**EXTRAIT DU TEXTE:**
━━━━━━━━━━
L’assurance décès en garantie d’emprunts professionnels

PATRIMOINE 

L’ASSURANCE DECES EN GARANTIE D’EMPRUNTS PROFESSIONNELS 

OU L’ASSURANCE DE LA RUINE DU CHEF D’ENTREPRISE EMPRUNTEUSE ET DE SES HERITIERS  

Il faut constater aujourd’hui, qu’il est pratiquement impossible à une entreprise de contracter un emprunt sans que la banque lui demande la garantie d’une assurance décès reposant sur la tête de son exploitant ou de son dirigeant. 

Or, dans sa doctrine, et en application de l’article 38-2 du Code général des impôts, l’administration fiscale considère que l’indemnisation par une société d’assurance, d’un banquier ou tout autre prêteur, auprès duquel une entreprise a souscrit un emprunt garanti par un contrat d’assurance décès sur la tête de son exploitant ou de son dirigeant, entraîne l’annulation de la dette au passif du bilan.

De ce fait, il est constaté un accroissement de l’actif net imposable dans les conditions de droit commun, c’est à dire à l’Impôt sur le Revenu pour les entreprises individuelles soumises au régime des B.I.C et B.A ou certaines sociétés, ou à l’Impôt sur les Sociétés pour les entreprises qui y sont soumises de droit ou sur option.

Ceci aura deux conséquences fiscales :
– une imposition du profit exceptionnel ainsi constaté, soit à l’I.R soit à l’I.S,
– un accroissement de la valeur de l’entreprise prise en compte dans la base taxable aux droits de succession.

Il faut toutefois distinguer plusieurs situations qui peuvent entraîner un sort fiscal différend aux opérations.

I – Le sort fiscal s’il n’y a pas de caution personnelle en garantie de la créance du prêteur

Le cas peut se produire quand la banque ou l’établissement prêteur a inséré dans le contrat de prêt, une clause de remboursement anticipé du prêt en cas de décès de l’emprunteur ou de son représentant assuré, et une clause prévoyant la souscription d’un contrat d’assurance décès au bénéfice du prêteur, accessoirement au contrat de prêt.

Ces opérations n’étant pas dissociables, l’administration fiscale fonde sa position sur le fait qu’au décès de l’emprunteur ou de son représentant assuré, il y a substitution de débiteur dans le contrat de prêt.

En effet, c’est la compagnie d’assurance qui est substituée à l’emprunteur pour rembourser le crédit.

On ne peut échapper avec certitude, ni au supplément de taxation au titre de la succession, ni à l’imposition au titre du profit exceptionnel, en faisant souscrire simultanément au contrat de prêt, mais extérieurement à la banque ou à l’établissement prêteur, un contrat d’assurance décès déléguant le bénéfice du capital assuré au prêteur, et ce, sous prétexte que les primes n’ont pas été prises en charge par l’emprunteur, dès l’instant que le contrat de prêt comportait une clause stipulant l’exigibilité anticipée du capital emprunté en cas de décès de l’emprunteur ou de son représentant assuré, et une clause résolutoire exigeant l’existence d’une assurance décès au bénéfice du prêteur pour garantir ce remboursement.
━━━━━━━━━━
**DOCUMENTS SOURCE:**

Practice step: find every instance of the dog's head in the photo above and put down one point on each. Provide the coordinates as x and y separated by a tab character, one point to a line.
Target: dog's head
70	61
━━━━━━━━━━
Écrivez la suite du texte sur l'assurance décès en garantie d'emprunts professionnels, en commençant juste après sa dernière phrase.

De même, la technique consistant  à organiser une mise sous séquestre du capital reçu par un bénéficiaire tiers aux opérations de crédit et de prévoir que la banque ou l’établissement prêteur  pourra en cas de défaillance de l’emprunteur, puiser dans cette « réserve » est parfaitement inopérante au plan juridique et  fiscal si les clauses évoquées ci-dessus figurent dans le contrat de prêt et que l’exigibilité est immédiate.

De même également, l’opération consistant à prévoir dans le contrat de prêt, une clause de nantissement d’un contrat d’assurance décès au titre des garanties, ce contrat étant souscrit simultanément au contrat de prêt au bénéfice des héritiers, alors qu’il existe également dans le contrat de prêt une clause stipulant l’exigibilité anticipée du capital emprunté en cas de décès de l’emprunteur ou de son représentant assuré, ne permet pas d’échapper à coup sûr au supplément de taxation au titre de la succession, ni à l’imposition au titre du profit exceptionnel.
Si le prêteur venait à faire jouer sa garantie après le décès, l’administration fiscale pourrait être tentée de soutenir qu’il aurait dû le faire au jour du décès. Il serait toutefois possible de lui opposer, dans certains cas, le recours que pourraient avoir les héritiers bénéficiaires du contrat d’assurance contre le débiteur principal, à travers une action de mandat ou de gestion d’affaires, ou comme exposé ci-après, au titre de la caution qui a payé le créancier.

Aussi, pour pouvoir maintenir une créance sur la succession et annuler le profit exceptionnel dégagé par le remboursement anticipé de l’emprunt, le moyen le plus simple est de prévoir dans le contrat de gage, une clause de subrogation du ou des tiers garants dans tous les droits du créancier envers le débiteur principal.
Ces tiers garant étant les bénéficiaires acceptants du contrat d’assurance décès donné en garantie.

Par contre, si le contrat de prêt ne comporte aucune clause d’exigibilité anticipée du capital en cas de décès de l’emprunteur ou de son représentant assuré, et qu’un contrat d’assurance décès a été donné en garantie par nantissement par des héritiers bénéficiaires acceptants, on peut considérer que la dette n’est pas éteinte au décès et qu’elle est transmise aux héritiers d’un emprunteur personne physique.
Le prêteur pourra alors faire jouer sa garantie après le décès de l’emprunteur.
S’il le fait au jour du décès, les héritiers pourront alors faire valoir une créance à l’encontre du débiteur principal au titre du recours de la caution réelle qui a payé.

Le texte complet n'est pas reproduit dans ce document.